What to work on> Set down every one of the rows below verbatim, in the same order and with the same line breaks.

Rows>

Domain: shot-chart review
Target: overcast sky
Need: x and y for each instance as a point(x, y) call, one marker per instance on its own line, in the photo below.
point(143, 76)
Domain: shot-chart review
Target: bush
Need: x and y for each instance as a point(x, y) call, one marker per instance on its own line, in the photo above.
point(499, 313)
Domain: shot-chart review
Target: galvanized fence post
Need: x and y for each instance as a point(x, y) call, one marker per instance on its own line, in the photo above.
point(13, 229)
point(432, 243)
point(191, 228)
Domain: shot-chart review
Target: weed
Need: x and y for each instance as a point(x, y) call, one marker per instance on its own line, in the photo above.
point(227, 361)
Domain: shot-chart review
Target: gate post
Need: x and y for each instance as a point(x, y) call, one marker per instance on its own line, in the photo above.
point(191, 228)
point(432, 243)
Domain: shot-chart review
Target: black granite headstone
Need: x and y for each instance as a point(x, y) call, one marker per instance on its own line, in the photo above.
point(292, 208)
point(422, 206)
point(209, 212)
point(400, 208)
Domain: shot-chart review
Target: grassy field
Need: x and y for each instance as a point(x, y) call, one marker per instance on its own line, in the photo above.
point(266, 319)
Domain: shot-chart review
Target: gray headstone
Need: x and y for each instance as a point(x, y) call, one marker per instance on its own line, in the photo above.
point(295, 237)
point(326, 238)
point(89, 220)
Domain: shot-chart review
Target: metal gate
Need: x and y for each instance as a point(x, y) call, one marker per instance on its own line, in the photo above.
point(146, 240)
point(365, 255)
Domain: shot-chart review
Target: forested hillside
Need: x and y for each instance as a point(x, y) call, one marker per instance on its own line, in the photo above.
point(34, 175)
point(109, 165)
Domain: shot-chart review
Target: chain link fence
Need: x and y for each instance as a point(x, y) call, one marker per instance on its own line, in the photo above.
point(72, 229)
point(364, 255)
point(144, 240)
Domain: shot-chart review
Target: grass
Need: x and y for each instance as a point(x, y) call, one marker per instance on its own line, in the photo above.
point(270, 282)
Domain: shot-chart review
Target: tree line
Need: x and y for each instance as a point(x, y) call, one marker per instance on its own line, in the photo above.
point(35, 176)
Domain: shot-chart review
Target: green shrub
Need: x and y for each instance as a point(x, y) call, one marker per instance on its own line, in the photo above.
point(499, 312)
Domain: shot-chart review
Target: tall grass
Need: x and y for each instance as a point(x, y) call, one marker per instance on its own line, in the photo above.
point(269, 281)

The response>
Domain: shot-chart review
Target: overcast sky
Need: x and y for each instance as a point(x, y) call, one marker per instance on its own line, in the photo below.
point(143, 76)
Domain: shot-chart review
Target: bush
Need: x and y for each instance as a point(x, y) call, one marker per instance on its own line, in the photo above.
point(499, 313)
Domain: shot-chart review
Target: galvanized fence post
Need: x and y for each instance as a point(x, y) call, one marker per instance on its own line, in the photo above.
point(13, 229)
point(432, 243)
point(191, 228)
Domain: shot-chart review
Target: weed
Need: x and y for each instance as a point(x, y) call, one marker per instance on its own line, in the photo above.
point(227, 361)
Domain: shot-chart review
Target: gate post
Need: x and y for each instance as a point(x, y) call, one marker per instance on its own line, in the photo above.
point(191, 228)
point(432, 243)
Domain: shot-chart review
Target: black granite headstone
Need: x and y for each instance as a point(x, y) call, one marker per instance on its own line, in the photo above.
point(292, 208)
point(422, 206)
point(209, 212)
point(400, 208)
Domain: shot-chart review
Target: grassy field
Need: x and y for each instance as a point(x, y) call, one marker per instance on its own line, in the photo above.
point(266, 319)
Domain: shot-chart review
Target: gray headstone
Need: x and y for each instance as a point(x, y) call, one marker per instance on its own line, in the photo above.
point(295, 237)
point(326, 238)
point(89, 220)
Domain: shot-chart review
Target: metal gate
Need: x and y for each instance as a point(x, y) call, one marker per instance on its own line, in the photo above.
point(146, 240)
point(365, 255)
Domain: shot-chart review
Target: forested hillside
Need: x and y for each instance as a point(x, y) call, one marker per instance on its own line, in the photo above.
point(34, 175)
point(109, 165)
Domain: shot-chart review
Target: chain link fence
Need: x and y for each instance as a point(x, y) call, one marker per instance on its own line, in the photo above.
point(72, 229)
point(364, 255)
point(144, 240)
Domain: shot-chart review
Target: grass
Need: x and y for each instance as a point(x, y) call, one marker per instance on its own line, in the photo above.
point(270, 282)
Domain: shot-chart review
Target: tree line
Need: x and y for each instance as a point(x, y) call, one marker per instance on its own line, in the photo above.
point(35, 176)
Domain: shot-chart review
Target: green shrub
Need: x and y for each instance as a point(x, y) call, one marker per instance on its own line, in the photo above.
point(499, 312)
Domain: shot-chart review
Target: tall grass
Need: x and y for each instance as a point(x, y) call, one marker per instance on its own line, in the photo above.
point(269, 281)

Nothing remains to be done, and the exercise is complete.